__Task instructions__
Begin at the line that contains "Guideline: one marker per instance of the oval" and reproduce it along with every line after it to the end of the listing; skip any pictures.

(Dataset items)
..........

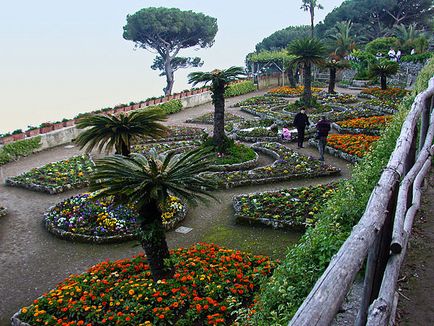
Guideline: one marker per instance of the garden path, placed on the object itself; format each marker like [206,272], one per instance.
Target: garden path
[32,261]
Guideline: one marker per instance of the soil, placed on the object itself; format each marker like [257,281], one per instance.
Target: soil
[32,261]
[415,306]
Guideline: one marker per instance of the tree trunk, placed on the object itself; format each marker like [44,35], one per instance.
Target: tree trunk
[383,82]
[291,76]
[307,78]
[169,75]
[153,241]
[332,80]
[219,117]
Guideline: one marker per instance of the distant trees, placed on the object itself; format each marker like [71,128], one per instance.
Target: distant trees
[167,31]
[310,5]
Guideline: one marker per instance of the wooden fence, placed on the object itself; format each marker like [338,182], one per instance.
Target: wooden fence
[381,236]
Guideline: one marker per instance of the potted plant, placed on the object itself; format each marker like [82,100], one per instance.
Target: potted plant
[45,127]
[32,131]
[6,138]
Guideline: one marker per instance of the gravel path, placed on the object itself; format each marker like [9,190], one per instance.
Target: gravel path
[32,261]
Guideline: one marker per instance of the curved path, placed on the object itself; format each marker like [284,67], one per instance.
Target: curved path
[32,261]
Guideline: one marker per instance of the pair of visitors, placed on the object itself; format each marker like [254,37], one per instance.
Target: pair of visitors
[323,127]
[301,121]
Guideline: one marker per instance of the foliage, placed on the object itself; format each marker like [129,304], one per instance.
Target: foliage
[382,45]
[15,150]
[70,173]
[417,57]
[358,145]
[304,264]
[167,31]
[209,283]
[118,132]
[279,40]
[81,214]
[240,88]
[296,206]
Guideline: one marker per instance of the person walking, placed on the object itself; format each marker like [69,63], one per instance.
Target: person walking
[323,128]
[301,121]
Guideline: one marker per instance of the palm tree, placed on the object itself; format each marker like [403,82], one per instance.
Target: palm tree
[343,43]
[219,80]
[111,131]
[307,52]
[383,68]
[310,5]
[333,65]
[145,182]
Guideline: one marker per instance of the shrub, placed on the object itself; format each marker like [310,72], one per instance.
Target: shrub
[240,88]
[17,149]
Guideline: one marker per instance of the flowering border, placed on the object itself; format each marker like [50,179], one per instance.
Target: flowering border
[78,237]
[337,153]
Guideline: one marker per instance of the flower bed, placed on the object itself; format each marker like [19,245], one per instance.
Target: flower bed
[348,146]
[388,94]
[3,211]
[208,118]
[176,133]
[289,208]
[287,91]
[81,218]
[288,165]
[56,177]
[369,126]
[209,285]
[336,98]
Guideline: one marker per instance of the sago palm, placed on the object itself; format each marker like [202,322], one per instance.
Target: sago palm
[219,80]
[111,131]
[383,69]
[145,182]
[307,52]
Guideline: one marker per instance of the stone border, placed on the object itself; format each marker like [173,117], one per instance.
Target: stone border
[275,224]
[77,237]
[46,189]
[337,153]
[3,211]
[342,130]
[238,166]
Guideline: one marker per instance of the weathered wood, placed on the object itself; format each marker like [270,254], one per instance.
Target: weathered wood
[323,302]
[398,228]
[380,310]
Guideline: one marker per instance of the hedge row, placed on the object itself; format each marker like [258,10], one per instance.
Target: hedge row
[240,88]
[17,149]
[305,262]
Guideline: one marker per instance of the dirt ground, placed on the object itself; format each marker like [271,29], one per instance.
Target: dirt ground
[32,261]
[416,302]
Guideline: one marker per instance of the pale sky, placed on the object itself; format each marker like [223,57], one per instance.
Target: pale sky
[59,58]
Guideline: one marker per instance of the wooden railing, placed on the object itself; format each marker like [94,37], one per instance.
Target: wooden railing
[381,236]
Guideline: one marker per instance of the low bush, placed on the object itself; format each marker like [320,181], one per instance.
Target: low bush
[17,149]
[240,88]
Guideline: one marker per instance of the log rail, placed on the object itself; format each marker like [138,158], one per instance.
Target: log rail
[381,236]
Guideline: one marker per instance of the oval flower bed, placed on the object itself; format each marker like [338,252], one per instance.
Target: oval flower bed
[369,125]
[209,284]
[56,177]
[350,147]
[82,218]
[289,208]
[291,91]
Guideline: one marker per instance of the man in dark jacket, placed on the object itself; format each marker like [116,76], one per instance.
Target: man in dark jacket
[301,121]
[323,128]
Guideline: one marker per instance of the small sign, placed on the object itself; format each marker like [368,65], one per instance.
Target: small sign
[183,229]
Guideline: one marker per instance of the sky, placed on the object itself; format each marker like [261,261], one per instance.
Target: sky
[60,58]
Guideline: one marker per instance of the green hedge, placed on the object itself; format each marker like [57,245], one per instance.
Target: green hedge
[17,149]
[240,88]
[304,264]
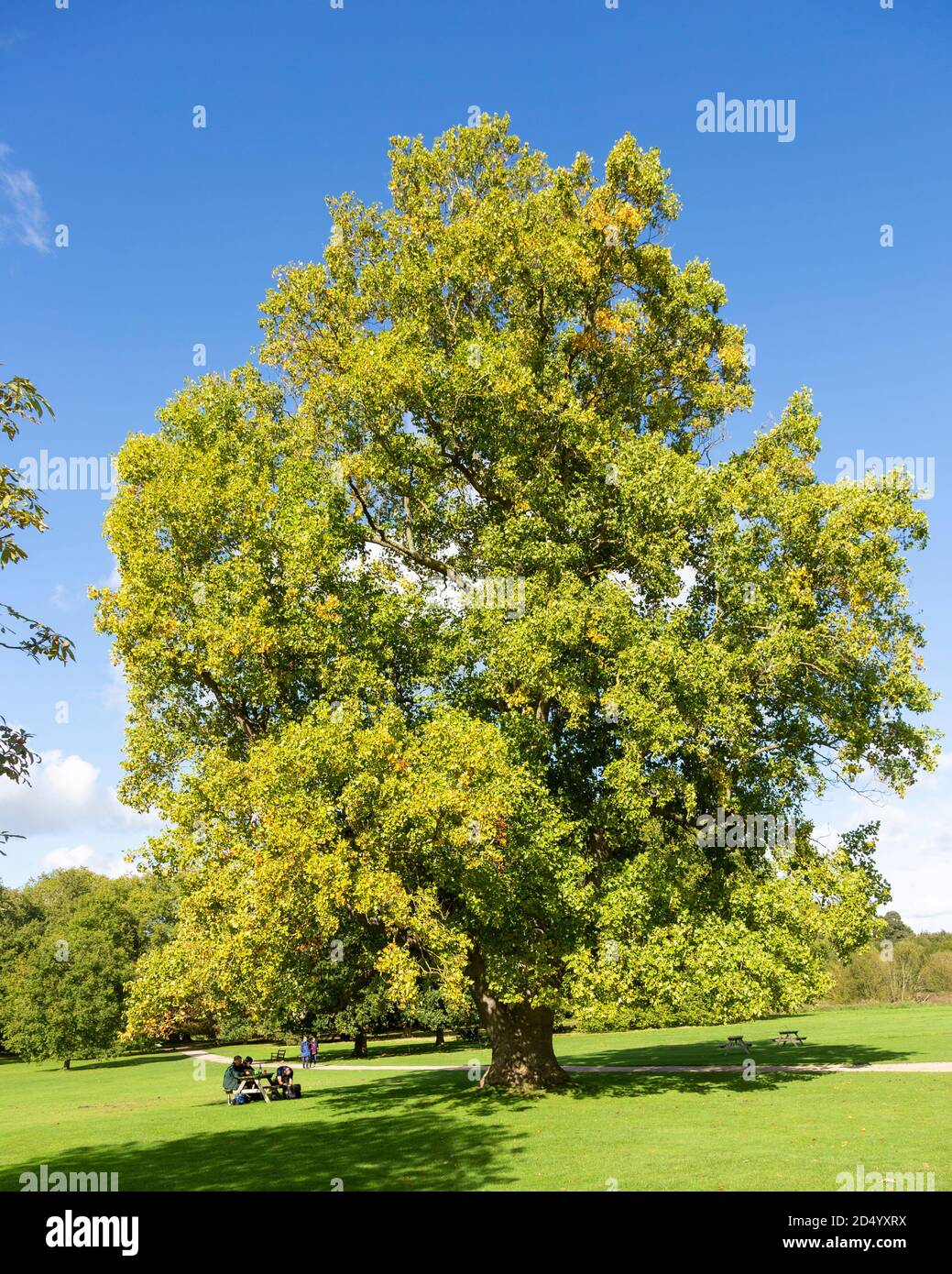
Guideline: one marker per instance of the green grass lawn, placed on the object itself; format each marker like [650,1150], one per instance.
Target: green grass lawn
[159,1126]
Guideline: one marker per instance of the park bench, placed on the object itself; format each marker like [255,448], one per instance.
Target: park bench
[736,1042]
[793,1038]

..........

__Task solution__
Guideline: one marker per instance of the oval flower bed, placed on the object itself; format each marker like [338,252], one per instance.
Target: oval flower bed
[369,125]
[209,284]
[56,177]
[350,147]
[82,218]
[289,208]
[291,91]
Guideline: one marker per instance of the man in dark jacket, placed on the object itself; format each marker like [116,76], one per instance.
Target: man in dark jacket
[301,121]
[323,128]
Guideline: one marker per instance of the small sign, placed on the object itself; format each marker like [368,65], one per instance.
Target: small sign
[183,229]
Guideline: one marker per instance of the sky, placed on the object itself; format each marker like [261,261], one per instance.
Target: sky
[60,58]
Guideline: one marker per instance of the green hedge, placed on the object itself; format each marker like [57,245], one per instance.
Target: green hedge
[17,149]
[240,88]
[304,264]
Guideline: one marker per instance of the green grass lawn, placed on the object itself; format each marker like [650,1150], one per instance.
Target: green grass lawn
[159,1126]
Guideline: one marker per instance of the park bench, placed on the object itself; format each marker like [255,448], one per instance.
Target: park bench
[736,1042]
[793,1038]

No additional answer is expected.